PASSAGE SHOWN ->

# martini advice



## fizguy (Jul 26, 2006)

Next time I make a trip to the mega-liquor store I plan to pick up some scotch, some gin, and some vermouth.

I have convinced myself that I like tanqueray better than bombay sapphire so the gin will either be tanq or beefeater, depending on the price differential. I enjoy a nice gin and tonic during the summer.

I would also like to make a martini so my question is...what kind of vermouth should I get? I am a noob as far as this goes.


----------



## yourchoice (Jun 25, 2006)

The simple answer is dry vermouth = Martini, sweet vermouth = Manhatten.

If you're asking for what kind of vermouth, I'll let some others answer that...I use so little it hardly matters


----------



## stevefrench (May 21, 2006)

Martini & Rossi extra dry vermouth is all I use........... and I just look at the bottle when making a martini.


----------



## jagmqt (Feb 22, 2007)

stevefrench said:


> Martini & Rossi extra dry vermouth is all I use........... and I just look at the bottle when making a martini.


:tpd:

M & R is the standard...i'm sure there are better vermouths, but when you're only using drops, why bother...

jag


----------



## replicant_argent (May 13, 2006)

yep, vermouth is fairly cheap, if you don't like the particular flavor..

Rows from a dataset ->
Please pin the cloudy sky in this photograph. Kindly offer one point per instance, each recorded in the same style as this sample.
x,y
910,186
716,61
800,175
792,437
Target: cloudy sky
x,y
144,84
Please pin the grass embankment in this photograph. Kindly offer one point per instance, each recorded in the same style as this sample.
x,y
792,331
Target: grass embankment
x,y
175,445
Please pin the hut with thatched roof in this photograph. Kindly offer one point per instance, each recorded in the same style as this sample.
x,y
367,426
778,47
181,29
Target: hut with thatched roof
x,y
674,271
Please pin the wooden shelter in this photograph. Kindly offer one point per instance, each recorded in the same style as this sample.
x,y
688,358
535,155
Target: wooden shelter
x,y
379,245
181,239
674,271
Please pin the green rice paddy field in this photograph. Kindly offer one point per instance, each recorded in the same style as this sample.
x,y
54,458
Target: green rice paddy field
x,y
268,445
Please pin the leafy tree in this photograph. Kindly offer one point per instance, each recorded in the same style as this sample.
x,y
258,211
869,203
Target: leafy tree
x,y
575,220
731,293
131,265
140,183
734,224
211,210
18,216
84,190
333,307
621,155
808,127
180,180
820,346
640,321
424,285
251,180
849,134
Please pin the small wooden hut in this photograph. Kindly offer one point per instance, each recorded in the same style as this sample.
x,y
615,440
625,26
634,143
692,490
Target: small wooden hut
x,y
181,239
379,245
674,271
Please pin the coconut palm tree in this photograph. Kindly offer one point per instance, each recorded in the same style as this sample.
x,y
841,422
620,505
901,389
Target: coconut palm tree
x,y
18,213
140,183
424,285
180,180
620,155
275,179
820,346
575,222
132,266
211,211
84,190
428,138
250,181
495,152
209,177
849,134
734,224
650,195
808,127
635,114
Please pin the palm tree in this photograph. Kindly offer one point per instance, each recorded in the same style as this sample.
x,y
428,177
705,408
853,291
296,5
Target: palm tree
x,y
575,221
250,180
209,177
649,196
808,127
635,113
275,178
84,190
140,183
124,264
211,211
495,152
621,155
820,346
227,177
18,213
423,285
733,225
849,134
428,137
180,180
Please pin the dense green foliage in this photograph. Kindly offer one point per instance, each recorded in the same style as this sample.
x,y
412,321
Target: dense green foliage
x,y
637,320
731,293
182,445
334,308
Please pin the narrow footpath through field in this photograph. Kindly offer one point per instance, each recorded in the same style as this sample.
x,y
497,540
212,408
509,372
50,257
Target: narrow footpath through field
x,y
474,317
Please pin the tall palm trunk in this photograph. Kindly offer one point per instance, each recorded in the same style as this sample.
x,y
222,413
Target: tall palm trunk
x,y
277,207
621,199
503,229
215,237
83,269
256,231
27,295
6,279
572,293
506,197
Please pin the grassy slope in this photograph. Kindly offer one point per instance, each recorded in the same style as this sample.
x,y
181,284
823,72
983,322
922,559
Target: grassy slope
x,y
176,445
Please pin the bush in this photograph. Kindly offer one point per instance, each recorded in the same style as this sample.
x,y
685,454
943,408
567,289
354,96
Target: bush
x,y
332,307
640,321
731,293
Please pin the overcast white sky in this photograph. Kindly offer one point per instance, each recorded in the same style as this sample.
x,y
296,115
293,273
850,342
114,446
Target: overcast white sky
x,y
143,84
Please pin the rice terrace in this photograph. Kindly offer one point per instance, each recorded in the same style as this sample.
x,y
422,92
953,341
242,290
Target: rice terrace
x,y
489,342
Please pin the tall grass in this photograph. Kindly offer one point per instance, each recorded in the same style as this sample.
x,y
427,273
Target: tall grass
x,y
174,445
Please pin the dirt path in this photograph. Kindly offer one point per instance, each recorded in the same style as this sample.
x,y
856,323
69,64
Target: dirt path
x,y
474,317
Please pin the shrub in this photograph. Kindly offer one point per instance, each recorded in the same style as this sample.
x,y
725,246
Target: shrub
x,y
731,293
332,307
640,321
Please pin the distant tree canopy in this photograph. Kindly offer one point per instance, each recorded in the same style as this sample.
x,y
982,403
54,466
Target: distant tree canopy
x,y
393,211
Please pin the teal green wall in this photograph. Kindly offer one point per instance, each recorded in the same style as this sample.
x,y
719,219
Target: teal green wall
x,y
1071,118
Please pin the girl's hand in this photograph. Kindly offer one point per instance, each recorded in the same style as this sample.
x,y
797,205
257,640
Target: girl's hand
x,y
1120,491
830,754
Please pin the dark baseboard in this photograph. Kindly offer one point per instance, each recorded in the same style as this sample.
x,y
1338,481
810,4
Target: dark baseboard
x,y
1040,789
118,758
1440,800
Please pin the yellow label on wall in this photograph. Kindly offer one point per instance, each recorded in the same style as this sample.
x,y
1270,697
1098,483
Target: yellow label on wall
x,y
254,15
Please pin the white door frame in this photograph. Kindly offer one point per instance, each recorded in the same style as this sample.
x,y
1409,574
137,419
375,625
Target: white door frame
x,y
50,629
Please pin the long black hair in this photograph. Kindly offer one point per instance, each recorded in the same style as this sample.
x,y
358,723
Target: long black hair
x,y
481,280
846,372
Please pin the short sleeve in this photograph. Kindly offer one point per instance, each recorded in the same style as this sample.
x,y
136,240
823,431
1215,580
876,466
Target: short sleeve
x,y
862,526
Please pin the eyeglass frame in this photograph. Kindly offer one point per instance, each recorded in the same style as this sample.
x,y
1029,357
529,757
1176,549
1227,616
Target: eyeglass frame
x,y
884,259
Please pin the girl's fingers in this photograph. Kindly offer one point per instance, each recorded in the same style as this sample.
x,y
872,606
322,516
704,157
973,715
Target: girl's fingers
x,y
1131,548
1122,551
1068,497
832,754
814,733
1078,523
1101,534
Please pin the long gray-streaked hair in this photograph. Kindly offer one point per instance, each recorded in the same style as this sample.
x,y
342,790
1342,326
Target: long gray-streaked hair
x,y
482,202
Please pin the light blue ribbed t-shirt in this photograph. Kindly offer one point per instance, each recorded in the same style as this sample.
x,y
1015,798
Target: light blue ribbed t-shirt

WHAT IS BEING ASKED -> Write the next part of the forum thread on martini advice, starting right after its last line.

RESULT OF THE EXERCISE ->
Chuck it out and try another. Buy small bottles, oxidation is an enemy.




And lastly, if there is no vermouth in your martini, you should quit being a poser and just order a gin on the rocks.  :mn:bn


----------



## qwerty1500 (Feb 24, 2006)

replicant_argent said:


> yep, vermouth is fairly cheap, if you don't like the particular flavor..
> 
> Chuck it out and try another. Buy small bottles, oxidation is an enemy.
> 
> And lastly, if there is no vermouth in your martini, you should quit being a poser and just order a gin on the rocks.


:tpd: Don't be afraid of vermouth. It's what makes gin a martini.


----------



## smokin5 (Mar 28, 2007)

Any decent dry vermouth will work just fine, though I do tend to gravitate toward Martini & Rossi. 
Don't buy a larger bottle than the .375 ml splits because vermouth is really a wine & does not store well, even in the fridge. 
I use the classic 3:1 ratio of gin to vermouth, plus 2 drops of bitters.
If you don't use vermouth, you're just making cold gin.
And yes, I prefer Tanquerey gin, also.:tu

Correction to post above:
You can use sweet vermouth in a Martini if you prefer, or a 50/50 mix of sweet & dry vermouths. Sweet vermouth does NOT make the gin mixture a Manhattan. 
A Manhattan is made with rye whiskey & vermouth (sweet or dry, tho sweet is usually preferred). 
Or some say you can use bourbon & vermouth.


----------



## yourchoice (Jun 25, 2006)

smokin5 said:


> I use the classic 3:1 ratio of gin to vermouth, plus 2 drops of bitters.
> If you don't use vermouth, you're just making cold gin.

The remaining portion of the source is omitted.